#### ASSIGNED TASK 1:
Update the passage on technology costs from "There has to" to "forget about them.", replacing "survivorship bias" with "hindsight bias".
#### ASSIGNED TASK 2:
Write what comes next in the passage on technology costs, picking up after its final sentence.

═════ GIVEN PASSAGE

There has to be a name for the fallacy where people in our profession imagine that everything in technology follows Moore's law -- even when it doesn't.
We're standing here with a kind of survivorship bias because of all the technologies we use daily that did cost reduce and make it. Plenty did not. We just forget about them.
He isn't saying they won't ever come down, he's saying they will not be coming down any time soon due to structural factors he discusses in the article.
Computers do get more powerful, but the price for a decent system has been about the same for a long time. $1500 got me a good system 10 years ago, but I'd still be paying $1500 for a good system today.
The first mobile phone, the Motorola DynaTAC 8000X, was launched in 1984 for $3,995 (more than $12k in 2025 dollars). So we should expect a 12x cost reduction in LLMs over 40 years.

══════════
═════ SUPPLIED MATERIAL

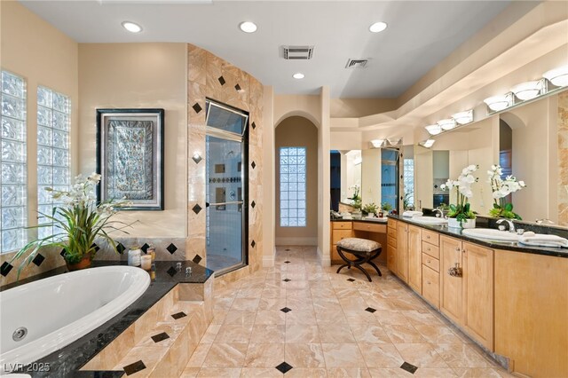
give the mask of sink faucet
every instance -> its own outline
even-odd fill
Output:
[[[513,223],[513,221],[511,221],[510,219],[499,219],[497,221],[497,224],[501,224],[503,222],[507,222],[507,224],[509,224],[509,232],[515,232],[515,224]],[[503,226],[499,226],[499,229],[501,230],[501,227],[505,227]],[[502,230],[501,230],[502,231]]]

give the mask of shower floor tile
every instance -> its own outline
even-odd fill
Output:
[[[314,247],[276,249],[273,268],[215,293],[214,322],[183,376],[512,377],[386,267],[368,282],[321,267]]]

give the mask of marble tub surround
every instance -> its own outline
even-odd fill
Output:
[[[277,247],[273,268],[216,290],[181,376],[512,376],[386,268],[335,271],[313,247]]]
[[[177,263],[181,263],[181,269],[177,269]],[[106,266],[126,264],[127,263],[125,261],[116,260],[93,261],[93,266]],[[150,287],[142,295],[142,296],[140,296],[140,298],[138,298],[136,302],[134,302],[134,303],[127,307],[124,311],[122,311],[121,313],[119,313],[117,316],[115,316],[104,325],[85,335],[83,337],[66,346],[65,348],[38,360],[37,362],[50,364],[51,370],[50,372],[44,373],[34,372],[32,374],[32,376],[106,376],[101,375],[103,371],[100,370],[79,372],[79,369],[83,366],[87,364],[91,358],[97,356],[99,352],[101,352],[101,350],[103,350],[107,345],[110,345],[114,340],[117,339],[117,337],[120,337],[121,334],[125,331],[127,332],[123,337],[126,338],[121,339],[122,343],[123,343],[123,345],[122,345],[122,347],[126,347],[130,344],[136,345],[136,343],[139,343],[144,338],[144,330],[152,330],[152,328],[134,326],[136,324],[136,321],[146,312],[148,313],[147,316],[150,317],[150,319],[154,319],[152,327],[155,327],[158,317],[162,317],[162,319],[168,319],[167,316],[171,316],[171,314],[170,314],[170,311],[175,311],[174,313],[184,311],[183,306],[185,304],[181,304],[181,311],[177,311],[178,307],[176,307],[180,302],[178,291],[180,285],[201,286],[202,287],[201,289],[192,289],[185,287],[185,292],[203,293],[207,295],[209,295],[211,294],[214,280],[212,277],[212,271],[209,271],[209,269],[198,265],[191,261],[156,261],[155,265],[155,277],[153,279]],[[191,276],[185,276],[185,267],[192,268],[193,272]],[[67,272],[67,267],[59,267],[57,269],[28,278],[26,280],[21,280],[18,282],[6,285],[0,287],[0,290],[6,290],[11,287],[23,285],[33,280],[41,280],[43,278],[51,277],[52,275],[62,274]],[[172,290],[174,288],[175,290]],[[161,301],[162,300],[162,298],[164,300]],[[154,308],[154,306],[158,303],[161,303],[161,304]],[[202,301],[201,304],[199,303],[200,301],[186,302],[186,304],[189,305],[191,309],[199,309],[199,311],[196,311],[194,312],[196,314],[202,314],[199,316],[202,317],[202,319],[205,319],[205,322],[209,324],[209,321],[207,319],[210,319],[210,310],[208,310],[208,308],[210,308],[212,304],[209,304],[209,302],[205,300]],[[196,305],[197,307],[195,307]],[[187,313],[187,315],[189,315],[189,313]],[[193,315],[186,317],[193,319]],[[196,324],[201,324],[201,322],[196,322]],[[135,328],[132,328],[131,327],[135,327]],[[135,332],[137,331],[136,327],[138,327],[138,332]],[[188,330],[193,333],[191,340],[199,340],[199,338],[201,337],[197,335],[197,333],[201,332],[199,329],[189,328]],[[134,341],[136,341],[137,343],[134,343],[134,341],[128,341],[129,337],[130,336],[136,336]],[[178,340],[178,338],[176,338],[176,340]],[[185,339],[182,338],[179,340],[180,342],[182,342]],[[162,357],[164,356],[166,356],[166,354],[163,354]],[[178,358],[176,357],[176,358]],[[116,362],[118,363],[120,361],[117,360]],[[115,366],[113,365],[109,368],[106,369],[106,371],[107,372],[108,370],[114,370],[114,367]],[[106,374],[107,373],[105,373],[105,374]],[[122,376],[122,374],[123,374],[124,372],[122,371],[118,375],[111,374],[109,376]]]
[[[43,248],[40,250],[37,256],[28,265],[25,266],[20,274],[20,280],[25,280],[44,272],[51,271],[55,268],[64,266],[65,260],[59,255],[60,249],[53,248]],[[0,287],[12,284],[16,281],[18,277],[18,268],[20,260],[12,262],[16,252],[0,255]]]
[[[206,253],[205,101],[215,101],[248,112],[248,266],[228,272],[224,280],[238,280],[262,264],[263,185],[263,95],[262,83],[248,73],[214,54],[187,44],[187,240],[186,259]],[[195,162],[192,156],[201,160]],[[253,164],[254,162],[254,164]]]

══════════

#### RESPONSE AREA 1:
There has to be a name for the fallacy where people in our profession imagine that everything in technology follows Moore's law -- even when it doesn't.
We're standing here with a kind of hindsight bias because of all the technologies we use daily that did cost reduce and make it. Plenty did not. We just forget about them.

#### RESPONSE AREA 2:
IBM 3380 Model K introduced in 1987, has 7.5 GB of storage and costed about $160000 to $170000, or adjusted for inflation it is $455000 in 2025 US dollars, that's $60666/GB. A Solidigm D5-P5336 drive that can store 128 TB costs about $16500 in 2025 US dollars, that is $0.129/GB. That's a 470279x price reduction in slightly less than 40 years. So what is likely going to happen to LLM pricing? No one knows and both your example as well as mine doesn't mean anything.
We're standing here with a kind of survivorship bias because of all the technologies we use daily that did cost reduce and make it. Plenty did not. We just forget about them.